Given request:
Return the records exactly as they are.

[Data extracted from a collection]

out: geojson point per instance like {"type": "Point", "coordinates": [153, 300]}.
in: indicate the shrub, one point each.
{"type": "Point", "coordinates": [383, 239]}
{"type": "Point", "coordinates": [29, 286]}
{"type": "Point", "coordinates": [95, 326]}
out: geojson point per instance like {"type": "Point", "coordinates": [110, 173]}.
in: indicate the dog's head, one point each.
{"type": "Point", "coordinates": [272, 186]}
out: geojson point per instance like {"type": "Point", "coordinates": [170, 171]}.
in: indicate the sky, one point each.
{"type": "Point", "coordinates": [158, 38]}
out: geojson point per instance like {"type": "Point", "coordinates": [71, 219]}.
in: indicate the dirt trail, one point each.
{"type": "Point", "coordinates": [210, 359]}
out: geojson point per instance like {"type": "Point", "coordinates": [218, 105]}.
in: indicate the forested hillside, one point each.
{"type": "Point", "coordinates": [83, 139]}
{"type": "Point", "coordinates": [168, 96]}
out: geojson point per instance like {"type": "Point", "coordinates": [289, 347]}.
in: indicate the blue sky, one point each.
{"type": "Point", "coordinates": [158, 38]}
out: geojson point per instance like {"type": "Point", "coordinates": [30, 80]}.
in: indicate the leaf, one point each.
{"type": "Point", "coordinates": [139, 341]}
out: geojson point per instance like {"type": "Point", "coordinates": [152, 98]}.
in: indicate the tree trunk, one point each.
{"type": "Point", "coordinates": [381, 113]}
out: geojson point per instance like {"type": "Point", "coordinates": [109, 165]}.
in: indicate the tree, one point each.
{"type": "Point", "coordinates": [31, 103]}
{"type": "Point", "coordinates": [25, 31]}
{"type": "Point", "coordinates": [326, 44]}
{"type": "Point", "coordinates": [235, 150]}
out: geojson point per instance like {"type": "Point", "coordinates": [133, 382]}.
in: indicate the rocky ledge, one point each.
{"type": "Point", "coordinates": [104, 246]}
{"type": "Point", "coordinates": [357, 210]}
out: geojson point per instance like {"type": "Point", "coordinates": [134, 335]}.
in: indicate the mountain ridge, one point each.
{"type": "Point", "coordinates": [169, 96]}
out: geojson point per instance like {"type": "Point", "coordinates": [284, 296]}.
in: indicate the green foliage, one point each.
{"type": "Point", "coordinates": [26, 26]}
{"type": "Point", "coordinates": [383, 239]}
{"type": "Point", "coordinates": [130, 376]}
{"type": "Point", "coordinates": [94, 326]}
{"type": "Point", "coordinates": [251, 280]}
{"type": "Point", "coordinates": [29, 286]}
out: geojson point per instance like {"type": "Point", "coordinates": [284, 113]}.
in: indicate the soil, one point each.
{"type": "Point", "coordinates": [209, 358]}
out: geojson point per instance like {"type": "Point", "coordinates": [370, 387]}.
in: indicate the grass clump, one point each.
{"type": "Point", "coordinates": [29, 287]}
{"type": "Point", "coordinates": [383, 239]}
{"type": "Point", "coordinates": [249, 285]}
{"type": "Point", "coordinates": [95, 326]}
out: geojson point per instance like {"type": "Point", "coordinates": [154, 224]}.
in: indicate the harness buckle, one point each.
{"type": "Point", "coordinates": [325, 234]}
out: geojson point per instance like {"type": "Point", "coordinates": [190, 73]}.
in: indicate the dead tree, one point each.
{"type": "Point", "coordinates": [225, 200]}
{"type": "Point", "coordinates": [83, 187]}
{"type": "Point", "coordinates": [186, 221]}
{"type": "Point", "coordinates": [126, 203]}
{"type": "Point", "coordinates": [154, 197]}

Correct answer:
out: geojson point per instance like {"type": "Point", "coordinates": [153, 300]}.
in: indicate the shrub, one point each.
{"type": "Point", "coordinates": [383, 239]}
{"type": "Point", "coordinates": [29, 286]}
{"type": "Point", "coordinates": [95, 326]}
out: geojson point per instance like {"type": "Point", "coordinates": [110, 173]}.
in: indicate the dog's head, one point each.
{"type": "Point", "coordinates": [272, 186]}
out: geojson point per instance like {"type": "Point", "coordinates": [170, 171]}.
in: indicate the sky, one point each.
{"type": "Point", "coordinates": [158, 38]}
out: geojson point per instance like {"type": "Point", "coordinates": [71, 219]}.
in: indicate the dirt trail, one point each.
{"type": "Point", "coordinates": [210, 359]}
out: geojson point per instance like {"type": "Point", "coordinates": [218, 105]}.
in: indicate the forested hillside, one point each.
{"type": "Point", "coordinates": [83, 139]}
{"type": "Point", "coordinates": [168, 96]}
out: geojson point per instance like {"type": "Point", "coordinates": [289, 347]}.
in: indicate the blue sky, one point each.
{"type": "Point", "coordinates": [158, 38]}
out: geojson point per instance like {"type": "Point", "coordinates": [30, 80]}.
in: indicate the leaf, one point each.
{"type": "Point", "coordinates": [139, 341]}
out: geojson point per instance like {"type": "Point", "coordinates": [152, 98]}.
in: indicate the tree trunk, one point each.
{"type": "Point", "coordinates": [381, 113]}
out: geojson point per instance like {"type": "Point", "coordinates": [109, 165]}.
in: indicate the tree, one point each.
{"type": "Point", "coordinates": [31, 103]}
{"type": "Point", "coordinates": [25, 31]}
{"type": "Point", "coordinates": [326, 44]}
{"type": "Point", "coordinates": [235, 150]}
out: geojson point per instance like {"type": "Point", "coordinates": [133, 382]}.
in: indicate the rocky ledge, one point each.
{"type": "Point", "coordinates": [104, 246]}
{"type": "Point", "coordinates": [357, 210]}
out: geojson point per instance like {"type": "Point", "coordinates": [134, 335]}.
in: indicate the mountain ridge, one point each.
{"type": "Point", "coordinates": [169, 96]}
out: geojson point per instance like {"type": "Point", "coordinates": [284, 296]}.
in: indicate the green foliage, one point each.
{"type": "Point", "coordinates": [26, 26]}
{"type": "Point", "coordinates": [383, 239]}
{"type": "Point", "coordinates": [130, 376]}
{"type": "Point", "coordinates": [94, 326]}
{"type": "Point", "coordinates": [251, 280]}
{"type": "Point", "coordinates": [29, 286]}
out: geojson point per instance like {"type": "Point", "coordinates": [284, 113]}.
in: indicate the soil, one point each.
{"type": "Point", "coordinates": [209, 358]}
out: geojson point per instance like {"type": "Point", "coordinates": [370, 387]}.
in: indicate the grass clump, one point each.
{"type": "Point", "coordinates": [29, 287]}
{"type": "Point", "coordinates": [383, 239]}
{"type": "Point", "coordinates": [249, 285]}
{"type": "Point", "coordinates": [95, 326]}
out: geojson point per instance like {"type": "Point", "coordinates": [154, 224]}.
in: indicate the harness buckle, one point each.
{"type": "Point", "coordinates": [325, 234]}
out: geojson point per instance like {"type": "Point", "coordinates": [190, 73]}.
in: indicate the dead tree, one point each.
{"type": "Point", "coordinates": [225, 200]}
{"type": "Point", "coordinates": [83, 187]}
{"type": "Point", "coordinates": [186, 221]}
{"type": "Point", "coordinates": [126, 203]}
{"type": "Point", "coordinates": [154, 197]}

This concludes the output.